>>>

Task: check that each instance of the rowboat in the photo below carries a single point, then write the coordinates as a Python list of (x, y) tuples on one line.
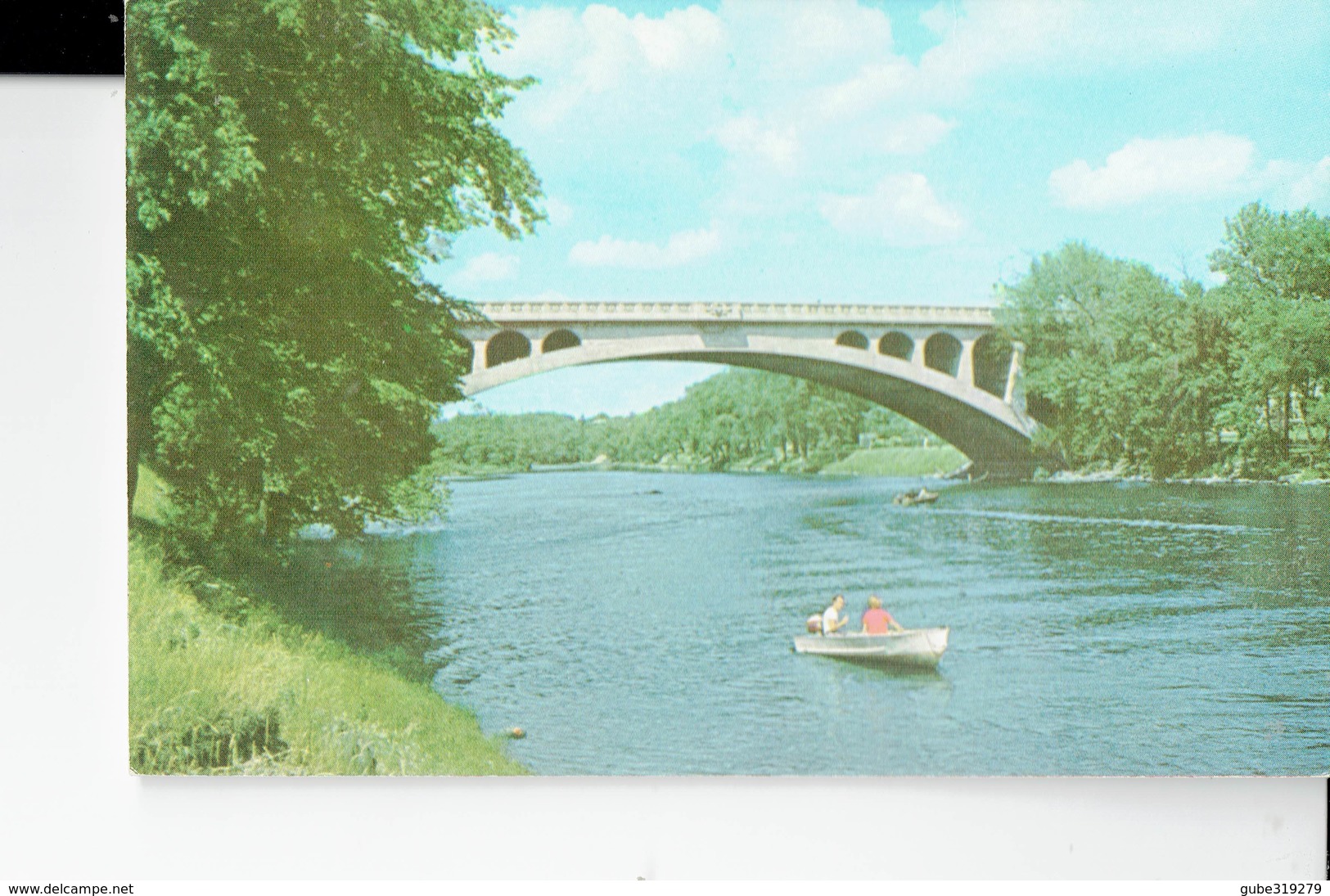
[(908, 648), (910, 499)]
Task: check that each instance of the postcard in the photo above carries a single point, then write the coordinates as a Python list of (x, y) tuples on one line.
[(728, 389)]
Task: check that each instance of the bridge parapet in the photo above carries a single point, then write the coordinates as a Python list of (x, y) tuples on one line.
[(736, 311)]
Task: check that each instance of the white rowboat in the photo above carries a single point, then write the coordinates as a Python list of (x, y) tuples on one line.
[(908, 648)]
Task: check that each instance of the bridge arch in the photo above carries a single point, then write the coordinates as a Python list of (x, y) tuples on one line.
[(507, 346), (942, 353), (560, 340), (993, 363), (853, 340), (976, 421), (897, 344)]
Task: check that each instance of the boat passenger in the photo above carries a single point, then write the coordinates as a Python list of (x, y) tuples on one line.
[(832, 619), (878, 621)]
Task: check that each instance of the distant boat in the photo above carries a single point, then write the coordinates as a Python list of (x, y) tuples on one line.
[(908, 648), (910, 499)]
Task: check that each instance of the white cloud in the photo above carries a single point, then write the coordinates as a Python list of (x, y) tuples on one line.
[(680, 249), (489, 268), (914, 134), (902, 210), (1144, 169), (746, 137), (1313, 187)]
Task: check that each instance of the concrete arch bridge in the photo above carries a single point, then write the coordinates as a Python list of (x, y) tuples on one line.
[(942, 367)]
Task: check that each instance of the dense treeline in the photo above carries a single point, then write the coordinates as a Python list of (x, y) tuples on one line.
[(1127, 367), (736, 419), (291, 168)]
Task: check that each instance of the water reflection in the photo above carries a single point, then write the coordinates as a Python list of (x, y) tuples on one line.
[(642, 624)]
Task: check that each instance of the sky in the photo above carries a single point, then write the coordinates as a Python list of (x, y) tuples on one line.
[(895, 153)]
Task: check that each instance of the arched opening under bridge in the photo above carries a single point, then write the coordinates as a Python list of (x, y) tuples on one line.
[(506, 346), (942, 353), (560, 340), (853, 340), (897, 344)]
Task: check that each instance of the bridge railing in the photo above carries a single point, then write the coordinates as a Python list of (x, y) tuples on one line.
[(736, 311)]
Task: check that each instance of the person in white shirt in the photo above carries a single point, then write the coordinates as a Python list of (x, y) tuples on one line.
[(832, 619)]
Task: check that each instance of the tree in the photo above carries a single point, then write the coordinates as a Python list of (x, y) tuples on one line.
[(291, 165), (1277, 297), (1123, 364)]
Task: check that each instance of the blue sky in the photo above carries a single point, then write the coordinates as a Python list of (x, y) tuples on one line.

<<<

Recast the lines of the listing, from the line containing "Task: check that each instance of the arched" through the line containing "[(506, 346), (942, 353), (560, 340), (853, 340), (897, 344)]" (both included), as a JSON list of strings, one string per line and with blank lines omitted.

RESULT OF THIS EXERCISE –
[
  "Task: check that each instance of the arched opening under bridge in the photo above carries a single point, then write the coordinates as a Python list of (x, y) tuples on one line.",
  "[(506, 346), (942, 353), (560, 340), (853, 340), (897, 344)]"
]